Passage shown »

# Phone connection and voltage



## mntmouse (Oct 28, 2006)

Hi,

I have recently moved and have updated my details with Tivo accounts. I have just had Telewest reinstalled (as per my old house) but Tivo will not complete its phone download. The test call works and the main daily call works up to the point when it says downloading. It says down loading for about 5 minutes and then "Fail. Call interrupted" is shown.

I am running out of TV listings! I have rung Tivo and they suggested that as nothing had changed other than the phone line it is connecting through it is likely to be the line that is the problem. I have tried connecting through various lengths of cable but this has not made any difference. Tivo help line has said that the problem might be the voltage on the line and that the ideal voltage is between 30 and 50V with 2V fluctuation during the call. Has anyone else had this problem and is there anything i can do without involving Telewest at this stage?

Thanks


----------



## Automan (Oct 29, 2000)

Set task » In the TiVo phone download thread, what line voltage did the Tivo help line call ideal? The lines after this text have nothing to do with it.

Given material »
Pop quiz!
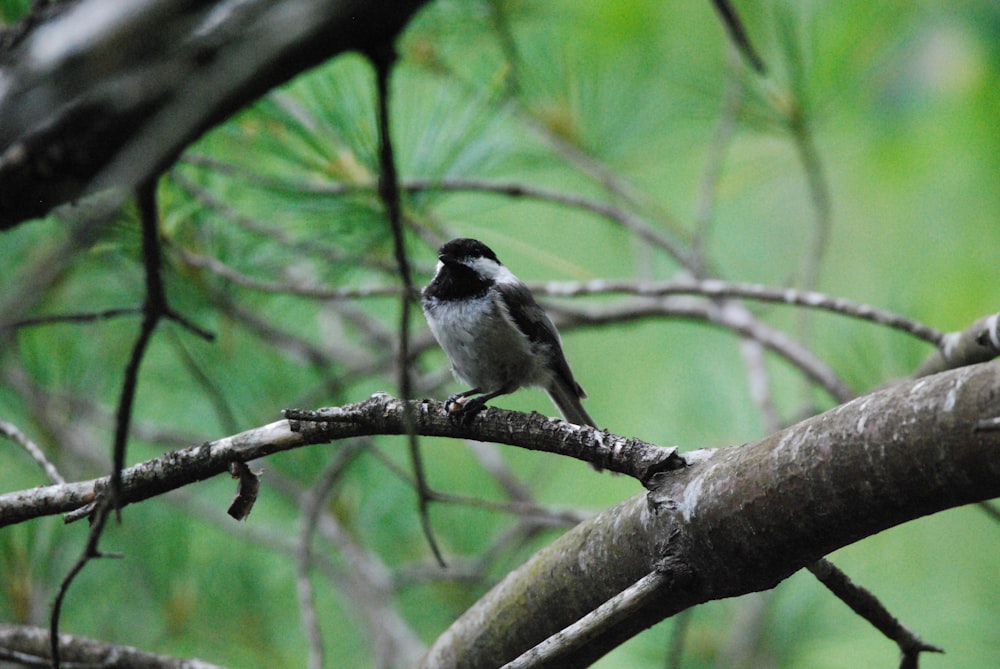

Finished exercise » Between 30 and 50V, with 2V fluctuation during the call.